-- begin Document excerpt --

03-30-2005, 10:52 AM
I was there in Nov and it was very hot during the day. I imagine it's a bit warmer in June.
Mosquitoes: yes, around sunset. Bring lots of bug spray.
Flies: depends where you fish. We did best on sz 6-8 flies. If you are planning on wading the island it is almost 100% turtle grass flats so you will definitely want some flies without eyes and with weedguards.
Guides: most of the lodges can make reccomendations. We fished with Gilberto Acosta who was good.
The bottom is very soft around the waterline. If you are DIY look into renting a kayak that can get you past the soft stuff and onto the grass flats which are firm and good wading.
I would definitely bring a tarpon rod that time of year.
03-30-2005, 12:13 PM
I was there in June of last year. No squites because it is the very beginning of the windy season. The fishing is still great, but very challenging. The only flies you'll need are size 8 tan gotchas with bead chain and weighted eyes. The permit will take these gotchas too. I highly, highly recommend George Bradley as a guide, let me know if you would like his contact info.
Good luck, it's a very beautiful place :smokin:
03-30-2005, 12:38 PM
Thanks for the info. I've got access to a kayak, and will stay at White Sands Cove, which is next to El Pescador. How are the DIY opportunities? Can you paddle straight out to flats, and get on fish? I know a guide is the best bet, and plan to line them up for a couple of days, but I really like to fish on my own ability.
Dave 17, where in Philly are you? I grew up in Downingtown.
03-30-2005, 01:46 PM
There is plenty of DIY fishing around El Pescador. The problem is that area gets very busy with boats in the daytime. We saw lots of tails early and late when there was less traffic.
The island becomes less populated as you go north past Journey's End and the other resorts. This is where we found the most fish (I think they do kayak rentals at Journey's end).

-- end Document excerpt --

*Problems and tasks*
- 1) In the fishing forum thread, duplicate the passage starting at "Mosquitoes: yes, around" and ending at "and with weedguards.".
- 2) According to the fishing forum thread, what are the only flies needed when fishing in June?

-- begin Information given --

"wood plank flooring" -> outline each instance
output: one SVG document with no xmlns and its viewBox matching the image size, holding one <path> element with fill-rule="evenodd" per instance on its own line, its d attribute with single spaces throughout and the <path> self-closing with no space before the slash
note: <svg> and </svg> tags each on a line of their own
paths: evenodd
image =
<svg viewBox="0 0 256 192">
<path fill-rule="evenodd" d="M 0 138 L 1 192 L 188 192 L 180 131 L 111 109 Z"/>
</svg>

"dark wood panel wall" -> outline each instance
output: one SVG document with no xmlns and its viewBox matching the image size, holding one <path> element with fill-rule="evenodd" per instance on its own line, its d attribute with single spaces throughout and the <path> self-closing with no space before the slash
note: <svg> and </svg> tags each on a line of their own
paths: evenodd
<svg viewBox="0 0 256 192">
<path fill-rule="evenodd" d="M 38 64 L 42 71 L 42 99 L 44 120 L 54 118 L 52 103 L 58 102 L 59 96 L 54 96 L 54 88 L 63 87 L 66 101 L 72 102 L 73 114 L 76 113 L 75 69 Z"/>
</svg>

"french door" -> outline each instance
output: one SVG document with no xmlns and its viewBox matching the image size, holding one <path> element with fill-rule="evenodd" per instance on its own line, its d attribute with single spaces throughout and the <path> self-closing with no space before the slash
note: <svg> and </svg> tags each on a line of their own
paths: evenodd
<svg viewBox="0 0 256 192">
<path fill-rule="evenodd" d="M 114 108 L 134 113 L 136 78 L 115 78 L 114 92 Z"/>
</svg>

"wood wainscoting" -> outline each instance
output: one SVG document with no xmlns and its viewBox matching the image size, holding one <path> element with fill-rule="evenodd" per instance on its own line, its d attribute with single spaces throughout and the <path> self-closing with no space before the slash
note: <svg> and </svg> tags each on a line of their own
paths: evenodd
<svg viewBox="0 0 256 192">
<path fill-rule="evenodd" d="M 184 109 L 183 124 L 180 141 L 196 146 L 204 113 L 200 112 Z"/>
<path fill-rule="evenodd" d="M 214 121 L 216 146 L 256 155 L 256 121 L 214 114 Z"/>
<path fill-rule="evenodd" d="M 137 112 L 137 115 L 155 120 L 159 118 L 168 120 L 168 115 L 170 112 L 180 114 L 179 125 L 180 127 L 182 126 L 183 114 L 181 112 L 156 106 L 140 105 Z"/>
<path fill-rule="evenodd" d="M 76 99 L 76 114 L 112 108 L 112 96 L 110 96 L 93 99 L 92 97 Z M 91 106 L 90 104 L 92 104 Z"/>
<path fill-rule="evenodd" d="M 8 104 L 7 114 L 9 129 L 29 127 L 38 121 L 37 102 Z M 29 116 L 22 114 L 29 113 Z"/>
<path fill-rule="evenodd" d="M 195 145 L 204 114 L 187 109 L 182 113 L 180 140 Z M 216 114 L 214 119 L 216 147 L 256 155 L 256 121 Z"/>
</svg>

-- end Information given --

*Final answers*
- 1)
Mosquitoes: yes, around sunset. Bring lots of bug spray.
Flies: depends where you fish. We did best on sz 6-8 flies. If you are planning on wading the island it is almost 100% turtle grass flats so you will definitely want some flies without eyes and with weedguards.

- 2) Size 8 tan gotchas with bead chain and weighted eyes.